• [Set problem] Locate each line of the material below that contains the string "black", matching case exactly, and copy those lines out in full.

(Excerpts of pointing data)

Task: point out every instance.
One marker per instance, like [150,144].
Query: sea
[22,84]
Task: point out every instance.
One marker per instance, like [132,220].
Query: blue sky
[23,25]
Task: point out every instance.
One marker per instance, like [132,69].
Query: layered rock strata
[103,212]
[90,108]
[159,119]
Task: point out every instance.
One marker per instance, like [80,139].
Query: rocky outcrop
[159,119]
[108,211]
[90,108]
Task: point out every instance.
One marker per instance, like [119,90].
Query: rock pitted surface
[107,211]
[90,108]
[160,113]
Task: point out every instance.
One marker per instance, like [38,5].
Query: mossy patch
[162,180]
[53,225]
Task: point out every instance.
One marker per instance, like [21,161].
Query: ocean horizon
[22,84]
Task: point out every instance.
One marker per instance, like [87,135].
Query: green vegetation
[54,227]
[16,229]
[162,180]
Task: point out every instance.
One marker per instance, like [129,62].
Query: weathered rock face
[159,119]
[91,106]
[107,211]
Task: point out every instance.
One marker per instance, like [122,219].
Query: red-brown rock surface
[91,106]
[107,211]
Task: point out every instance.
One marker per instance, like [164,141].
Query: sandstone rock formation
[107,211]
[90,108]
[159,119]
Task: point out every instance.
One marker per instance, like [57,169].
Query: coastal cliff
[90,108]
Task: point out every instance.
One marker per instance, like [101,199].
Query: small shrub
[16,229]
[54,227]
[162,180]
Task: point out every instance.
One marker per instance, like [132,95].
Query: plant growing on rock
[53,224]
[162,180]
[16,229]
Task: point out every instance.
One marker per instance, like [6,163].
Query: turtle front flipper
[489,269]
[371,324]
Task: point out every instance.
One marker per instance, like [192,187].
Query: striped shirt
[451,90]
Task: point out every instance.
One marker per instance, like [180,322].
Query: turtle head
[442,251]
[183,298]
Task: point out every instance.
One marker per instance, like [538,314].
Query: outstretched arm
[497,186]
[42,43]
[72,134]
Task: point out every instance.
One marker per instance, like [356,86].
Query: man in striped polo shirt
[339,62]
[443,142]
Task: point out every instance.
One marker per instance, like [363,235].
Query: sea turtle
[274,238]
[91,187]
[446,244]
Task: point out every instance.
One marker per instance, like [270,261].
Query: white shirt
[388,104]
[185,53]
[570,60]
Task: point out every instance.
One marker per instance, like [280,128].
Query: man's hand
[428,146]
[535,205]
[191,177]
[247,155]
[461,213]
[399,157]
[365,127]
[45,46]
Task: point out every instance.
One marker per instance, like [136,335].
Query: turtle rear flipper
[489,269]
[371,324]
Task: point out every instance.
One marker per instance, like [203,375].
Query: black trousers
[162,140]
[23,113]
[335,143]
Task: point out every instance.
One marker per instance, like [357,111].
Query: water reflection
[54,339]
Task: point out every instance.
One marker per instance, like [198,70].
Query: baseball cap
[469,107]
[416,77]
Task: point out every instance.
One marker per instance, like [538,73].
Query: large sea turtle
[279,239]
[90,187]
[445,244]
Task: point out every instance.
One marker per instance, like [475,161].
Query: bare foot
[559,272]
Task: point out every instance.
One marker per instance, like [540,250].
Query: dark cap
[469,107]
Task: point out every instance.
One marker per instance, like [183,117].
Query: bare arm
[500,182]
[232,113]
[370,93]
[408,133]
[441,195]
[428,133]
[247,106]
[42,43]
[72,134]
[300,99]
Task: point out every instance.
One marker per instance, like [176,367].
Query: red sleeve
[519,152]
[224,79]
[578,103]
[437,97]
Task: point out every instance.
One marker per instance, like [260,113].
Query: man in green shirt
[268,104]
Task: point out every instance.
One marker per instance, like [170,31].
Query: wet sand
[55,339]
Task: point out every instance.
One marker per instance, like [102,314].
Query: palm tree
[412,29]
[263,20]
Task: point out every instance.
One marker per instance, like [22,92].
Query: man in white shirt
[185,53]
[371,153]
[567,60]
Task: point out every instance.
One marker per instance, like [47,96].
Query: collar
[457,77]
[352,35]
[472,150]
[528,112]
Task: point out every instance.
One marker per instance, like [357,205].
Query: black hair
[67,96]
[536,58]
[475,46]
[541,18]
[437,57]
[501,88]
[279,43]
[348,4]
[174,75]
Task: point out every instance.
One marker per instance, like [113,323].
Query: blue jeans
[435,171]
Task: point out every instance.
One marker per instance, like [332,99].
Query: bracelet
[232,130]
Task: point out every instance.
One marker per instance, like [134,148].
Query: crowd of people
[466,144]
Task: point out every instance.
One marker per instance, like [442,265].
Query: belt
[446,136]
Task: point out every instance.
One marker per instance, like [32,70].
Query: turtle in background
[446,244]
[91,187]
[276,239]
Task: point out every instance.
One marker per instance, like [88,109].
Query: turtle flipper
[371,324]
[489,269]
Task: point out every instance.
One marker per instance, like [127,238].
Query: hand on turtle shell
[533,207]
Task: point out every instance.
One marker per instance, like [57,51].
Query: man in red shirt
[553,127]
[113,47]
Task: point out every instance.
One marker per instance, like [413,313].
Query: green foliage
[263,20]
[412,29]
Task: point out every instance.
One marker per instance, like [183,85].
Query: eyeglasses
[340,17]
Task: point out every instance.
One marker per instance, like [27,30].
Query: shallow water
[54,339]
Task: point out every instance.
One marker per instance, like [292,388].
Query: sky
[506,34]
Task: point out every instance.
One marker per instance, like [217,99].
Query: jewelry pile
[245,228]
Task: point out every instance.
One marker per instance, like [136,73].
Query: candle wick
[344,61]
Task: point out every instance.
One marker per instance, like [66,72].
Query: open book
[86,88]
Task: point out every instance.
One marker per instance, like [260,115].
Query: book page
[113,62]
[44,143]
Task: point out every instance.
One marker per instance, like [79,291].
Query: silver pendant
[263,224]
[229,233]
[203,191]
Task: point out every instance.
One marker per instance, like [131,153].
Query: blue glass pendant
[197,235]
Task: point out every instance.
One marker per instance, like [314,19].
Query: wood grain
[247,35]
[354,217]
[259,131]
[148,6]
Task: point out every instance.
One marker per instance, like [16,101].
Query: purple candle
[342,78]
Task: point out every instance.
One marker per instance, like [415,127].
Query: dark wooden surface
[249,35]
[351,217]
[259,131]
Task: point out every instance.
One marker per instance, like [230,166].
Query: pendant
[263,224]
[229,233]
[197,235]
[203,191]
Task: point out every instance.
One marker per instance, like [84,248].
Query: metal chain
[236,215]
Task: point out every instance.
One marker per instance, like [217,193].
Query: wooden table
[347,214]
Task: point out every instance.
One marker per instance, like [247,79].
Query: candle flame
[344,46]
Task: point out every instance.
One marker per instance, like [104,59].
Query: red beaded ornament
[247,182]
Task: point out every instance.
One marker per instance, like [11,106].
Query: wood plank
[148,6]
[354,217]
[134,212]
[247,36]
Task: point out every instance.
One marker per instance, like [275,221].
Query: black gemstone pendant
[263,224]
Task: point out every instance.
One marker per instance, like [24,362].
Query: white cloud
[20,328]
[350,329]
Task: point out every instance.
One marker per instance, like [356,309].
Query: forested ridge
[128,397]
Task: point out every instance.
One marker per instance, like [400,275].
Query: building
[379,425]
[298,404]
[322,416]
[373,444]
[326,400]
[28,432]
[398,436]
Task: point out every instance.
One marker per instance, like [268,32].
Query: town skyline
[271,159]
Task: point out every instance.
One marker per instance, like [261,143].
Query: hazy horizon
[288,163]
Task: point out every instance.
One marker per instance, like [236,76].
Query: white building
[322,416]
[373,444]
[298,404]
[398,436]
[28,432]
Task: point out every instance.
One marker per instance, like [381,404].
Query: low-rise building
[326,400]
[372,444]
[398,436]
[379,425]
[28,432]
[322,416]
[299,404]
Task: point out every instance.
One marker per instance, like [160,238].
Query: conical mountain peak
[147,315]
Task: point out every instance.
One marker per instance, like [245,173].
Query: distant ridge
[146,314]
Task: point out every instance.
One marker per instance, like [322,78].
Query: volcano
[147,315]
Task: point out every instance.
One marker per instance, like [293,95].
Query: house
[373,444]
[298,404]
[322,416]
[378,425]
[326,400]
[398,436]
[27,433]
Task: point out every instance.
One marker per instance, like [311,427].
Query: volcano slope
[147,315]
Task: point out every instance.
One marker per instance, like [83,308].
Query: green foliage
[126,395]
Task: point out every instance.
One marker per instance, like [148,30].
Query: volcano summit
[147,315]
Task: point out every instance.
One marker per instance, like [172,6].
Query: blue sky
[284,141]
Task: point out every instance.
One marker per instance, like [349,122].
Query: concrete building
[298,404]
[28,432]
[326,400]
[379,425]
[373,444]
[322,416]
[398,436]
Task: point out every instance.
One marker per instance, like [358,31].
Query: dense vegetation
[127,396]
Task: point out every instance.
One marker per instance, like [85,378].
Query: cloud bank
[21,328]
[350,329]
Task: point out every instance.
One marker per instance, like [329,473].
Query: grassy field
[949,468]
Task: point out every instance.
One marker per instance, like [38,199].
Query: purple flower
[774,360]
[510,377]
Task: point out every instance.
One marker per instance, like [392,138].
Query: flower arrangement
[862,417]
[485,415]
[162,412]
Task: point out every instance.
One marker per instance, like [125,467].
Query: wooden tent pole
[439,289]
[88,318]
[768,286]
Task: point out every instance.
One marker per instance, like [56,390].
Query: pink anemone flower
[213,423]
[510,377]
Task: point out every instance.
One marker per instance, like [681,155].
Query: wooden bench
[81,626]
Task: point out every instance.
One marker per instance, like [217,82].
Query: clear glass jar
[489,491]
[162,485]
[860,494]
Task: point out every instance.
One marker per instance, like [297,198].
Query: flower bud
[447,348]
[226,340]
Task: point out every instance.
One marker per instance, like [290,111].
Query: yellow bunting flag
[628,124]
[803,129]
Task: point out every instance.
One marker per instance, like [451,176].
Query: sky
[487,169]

• [Solution to this problem]
Query: black trousers
Query: black hair
Query: black gemstone pendant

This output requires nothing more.